[Record set — start]

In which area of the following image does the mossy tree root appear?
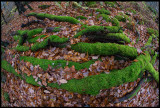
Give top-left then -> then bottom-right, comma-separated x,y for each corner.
48,51 -> 159,95
31,35 -> 69,51
26,12 -> 80,24
1,51 -> 159,95
89,33 -> 131,43
20,56 -> 96,71
71,42 -> 138,59
73,25 -> 123,38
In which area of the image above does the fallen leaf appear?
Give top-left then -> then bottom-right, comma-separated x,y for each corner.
44,90 -> 50,94
91,55 -> 99,59
59,79 -> 68,84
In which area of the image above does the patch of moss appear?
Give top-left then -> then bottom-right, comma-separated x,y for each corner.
15,45 -> 30,52
147,28 -> 159,37
115,15 -> 126,22
126,8 -> 136,14
1,60 -> 23,79
24,73 -> 40,86
20,56 -> 96,71
27,28 -> 43,39
105,33 -> 131,43
38,5 -> 50,9
76,16 -> 87,20
31,35 -> 68,51
74,26 -> 122,38
111,18 -> 120,27
27,12 -> 80,24
86,1 -> 96,7
13,35 -> 21,41
27,35 -> 46,43
48,51 -> 157,95
96,8 -> 110,15
71,42 -> 138,59
104,1 -> 117,7
4,92 -> 10,102
52,27 -> 61,32
144,36 -> 152,46
31,38 -> 48,51
96,14 -> 111,22
151,52 -> 157,65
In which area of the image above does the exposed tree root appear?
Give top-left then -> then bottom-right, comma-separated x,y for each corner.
1,51 -> 159,96
26,12 -> 80,24
71,42 -> 138,59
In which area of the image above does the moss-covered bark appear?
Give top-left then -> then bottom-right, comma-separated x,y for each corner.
96,14 -> 111,22
20,56 -> 96,71
74,26 -> 123,38
48,51 -> 158,95
92,33 -> 131,43
27,12 -> 80,24
2,51 -> 159,95
96,8 -> 110,15
31,35 -> 69,51
71,42 -> 137,59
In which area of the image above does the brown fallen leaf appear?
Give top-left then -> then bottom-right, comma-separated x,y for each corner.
59,79 -> 68,84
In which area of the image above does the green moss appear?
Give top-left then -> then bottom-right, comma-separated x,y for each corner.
144,36 -> 152,46
115,15 -> 126,22
105,33 -> 131,43
146,62 -> 159,83
31,38 -> 48,51
4,92 -> 10,102
71,42 -> 138,59
96,14 -> 111,22
111,18 -> 120,27
151,52 -> 157,65
31,35 -> 68,51
96,8 -> 110,15
38,5 -> 50,9
86,1 -> 96,7
49,35 -> 69,43
76,16 -> 87,20
13,35 -> 21,41
52,27 -> 61,32
27,12 -> 80,24
27,35 -> 46,43
74,26 -> 122,38
24,73 -> 40,86
20,56 -> 96,71
1,60 -> 23,79
147,28 -> 159,37
15,45 -> 30,52
27,28 -> 43,39
18,36 -> 24,45
104,1 -> 117,7
17,30 -> 29,36
48,51 -> 153,95
126,8 -> 136,14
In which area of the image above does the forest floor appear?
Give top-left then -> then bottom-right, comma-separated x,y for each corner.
1,1 -> 159,107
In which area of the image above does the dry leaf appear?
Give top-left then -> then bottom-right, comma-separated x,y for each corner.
44,90 -> 50,94
91,55 -> 99,59
59,79 -> 68,84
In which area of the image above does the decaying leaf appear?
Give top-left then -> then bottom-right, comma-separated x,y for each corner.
59,79 -> 68,84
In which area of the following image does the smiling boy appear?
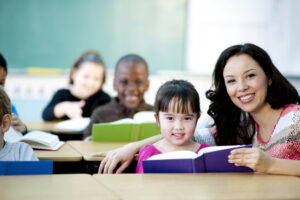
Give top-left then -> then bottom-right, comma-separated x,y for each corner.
84,54 -> 153,139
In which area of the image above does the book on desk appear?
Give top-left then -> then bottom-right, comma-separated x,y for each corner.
4,128 -> 65,150
92,111 -> 161,141
143,144 -> 253,173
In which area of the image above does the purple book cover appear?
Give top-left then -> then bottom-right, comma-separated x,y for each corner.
143,144 -> 252,173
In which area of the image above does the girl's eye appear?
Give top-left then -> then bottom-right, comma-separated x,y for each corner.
166,117 -> 173,120
184,117 -> 192,120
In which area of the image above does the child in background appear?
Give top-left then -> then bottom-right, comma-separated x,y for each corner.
0,87 -> 38,160
42,51 -> 111,121
84,54 -> 153,139
136,80 -> 209,173
0,53 -> 27,134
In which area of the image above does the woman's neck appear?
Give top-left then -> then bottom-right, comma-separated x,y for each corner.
250,104 -> 283,141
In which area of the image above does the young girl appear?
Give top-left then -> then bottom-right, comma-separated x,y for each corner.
135,80 -> 209,173
42,51 -> 111,121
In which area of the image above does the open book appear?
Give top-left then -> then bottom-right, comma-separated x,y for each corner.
54,117 -> 90,132
143,144 -> 253,173
92,111 -> 161,141
4,127 -> 65,150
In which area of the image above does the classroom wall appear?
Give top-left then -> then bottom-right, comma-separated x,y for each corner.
0,0 -> 186,72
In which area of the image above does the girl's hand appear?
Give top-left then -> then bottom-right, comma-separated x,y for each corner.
11,114 -> 27,134
228,147 -> 274,173
54,100 -> 85,119
92,143 -> 138,174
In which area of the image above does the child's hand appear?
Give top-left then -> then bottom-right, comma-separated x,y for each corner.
92,143 -> 137,174
228,147 -> 274,173
11,114 -> 27,134
54,100 -> 85,119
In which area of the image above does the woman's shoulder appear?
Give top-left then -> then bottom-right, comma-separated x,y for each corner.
281,104 -> 300,118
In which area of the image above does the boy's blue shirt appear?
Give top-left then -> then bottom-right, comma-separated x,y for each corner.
11,103 -> 18,116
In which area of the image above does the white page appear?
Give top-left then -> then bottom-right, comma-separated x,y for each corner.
54,118 -> 90,131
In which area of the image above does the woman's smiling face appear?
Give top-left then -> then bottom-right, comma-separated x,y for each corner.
223,54 -> 269,115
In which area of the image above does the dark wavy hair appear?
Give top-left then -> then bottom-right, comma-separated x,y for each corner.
154,79 -> 200,117
206,43 -> 300,145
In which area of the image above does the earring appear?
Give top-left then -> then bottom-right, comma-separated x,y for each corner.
268,80 -> 272,86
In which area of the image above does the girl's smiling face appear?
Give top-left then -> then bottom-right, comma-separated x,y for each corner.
71,61 -> 105,99
223,54 -> 269,115
156,99 -> 199,146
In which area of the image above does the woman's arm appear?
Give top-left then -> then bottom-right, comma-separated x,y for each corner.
228,148 -> 300,176
92,134 -> 163,174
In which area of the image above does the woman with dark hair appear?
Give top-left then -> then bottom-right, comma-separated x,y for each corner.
92,43 -> 300,175
204,43 -> 300,175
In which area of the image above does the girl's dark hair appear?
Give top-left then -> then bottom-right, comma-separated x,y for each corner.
0,53 -> 7,73
69,50 -> 105,84
154,80 -> 200,117
206,43 -> 300,145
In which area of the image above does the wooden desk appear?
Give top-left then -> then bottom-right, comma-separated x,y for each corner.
26,121 -> 84,135
35,142 -> 82,162
1,174 -> 118,200
93,173 -> 300,200
67,141 -> 131,161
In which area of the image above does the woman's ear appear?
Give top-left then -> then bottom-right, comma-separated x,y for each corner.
1,114 -> 11,133
154,113 -> 160,127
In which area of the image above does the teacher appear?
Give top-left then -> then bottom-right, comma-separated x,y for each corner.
93,43 -> 300,175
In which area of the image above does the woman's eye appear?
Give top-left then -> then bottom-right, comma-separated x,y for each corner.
226,79 -> 235,84
166,117 -> 173,120
247,73 -> 256,78
184,117 -> 192,120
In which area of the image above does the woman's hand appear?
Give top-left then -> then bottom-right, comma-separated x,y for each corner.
228,147 -> 274,173
11,114 -> 27,134
54,100 -> 85,119
92,143 -> 138,174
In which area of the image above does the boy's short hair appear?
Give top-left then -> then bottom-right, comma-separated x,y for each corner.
115,54 -> 148,75
0,53 -> 7,73
0,87 -> 11,123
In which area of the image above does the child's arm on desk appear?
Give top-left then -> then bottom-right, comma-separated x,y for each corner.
92,134 -> 163,174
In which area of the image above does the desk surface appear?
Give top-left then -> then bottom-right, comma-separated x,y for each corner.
1,174 -> 118,200
67,140 -> 130,161
35,142 -> 82,162
26,121 -> 84,134
93,173 -> 300,200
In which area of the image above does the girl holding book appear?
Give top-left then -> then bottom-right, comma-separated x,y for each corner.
136,79 -> 209,173
95,43 -> 300,176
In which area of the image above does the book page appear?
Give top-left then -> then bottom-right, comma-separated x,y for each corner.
54,118 -> 90,131
147,150 -> 198,160
20,131 -> 59,147
197,144 -> 248,155
133,111 -> 156,123
4,127 -> 23,143
109,118 -> 134,124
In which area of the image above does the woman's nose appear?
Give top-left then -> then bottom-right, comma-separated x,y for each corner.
237,80 -> 248,91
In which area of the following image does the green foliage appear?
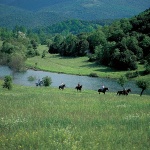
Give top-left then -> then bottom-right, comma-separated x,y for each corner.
89,9 -> 150,70
0,27 -> 13,40
87,29 -> 106,53
59,34 -> 79,57
0,8 -> 150,72
30,39 -> 38,50
41,50 -> 46,58
117,75 -> 128,88
136,79 -> 150,96
144,54 -> 150,74
42,76 -> 52,87
0,0 -> 149,29
89,72 -> 98,77
1,41 -> 14,54
125,71 -> 139,79
2,75 -> 12,90
136,80 -> 149,90
44,19 -> 100,35
26,48 -> 40,58
27,76 -> 36,81
9,53 -> 26,72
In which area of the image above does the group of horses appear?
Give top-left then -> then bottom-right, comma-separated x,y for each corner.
58,83 -> 131,95
36,80 -> 131,95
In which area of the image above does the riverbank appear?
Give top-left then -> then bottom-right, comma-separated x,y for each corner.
26,45 -> 149,80
26,51 -> 149,81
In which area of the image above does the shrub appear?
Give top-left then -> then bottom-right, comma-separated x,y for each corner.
41,50 -> 46,58
89,72 -> 98,77
2,75 -> 12,90
28,76 -> 36,81
125,71 -> 139,79
117,75 -> 128,89
42,76 -> 52,87
88,54 -> 97,62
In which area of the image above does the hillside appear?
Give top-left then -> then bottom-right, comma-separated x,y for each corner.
0,4 -> 68,29
0,0 -> 149,29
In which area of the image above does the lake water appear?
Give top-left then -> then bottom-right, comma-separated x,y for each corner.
0,66 -> 149,95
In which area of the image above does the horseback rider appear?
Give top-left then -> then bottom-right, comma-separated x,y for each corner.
101,85 -> 105,90
77,83 -> 80,87
61,82 -> 64,86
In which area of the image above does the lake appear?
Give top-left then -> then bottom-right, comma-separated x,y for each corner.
0,66 -> 149,95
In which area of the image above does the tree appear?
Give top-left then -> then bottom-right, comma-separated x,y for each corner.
136,79 -> 149,96
87,29 -> 106,53
30,39 -> 38,50
95,41 -> 116,65
42,76 -> 52,87
3,75 -> 12,90
1,41 -> 14,54
143,53 -> 150,74
76,39 -> 89,56
117,75 -> 128,89
59,34 -> 78,56
9,53 -> 26,72
111,49 -> 137,70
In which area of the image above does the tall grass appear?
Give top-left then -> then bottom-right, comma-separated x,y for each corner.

[Record set — finish]

**Your instructions**. Which lines above hold the string "desk"? Copy each of them.

**Solution below**.
In which area of the image above does the book on desk appear?
In which area of the image above does the wooden desk appear?
In which area of the image above does the child's arm on desk appear?
In which area of the image above does the desk surface appear?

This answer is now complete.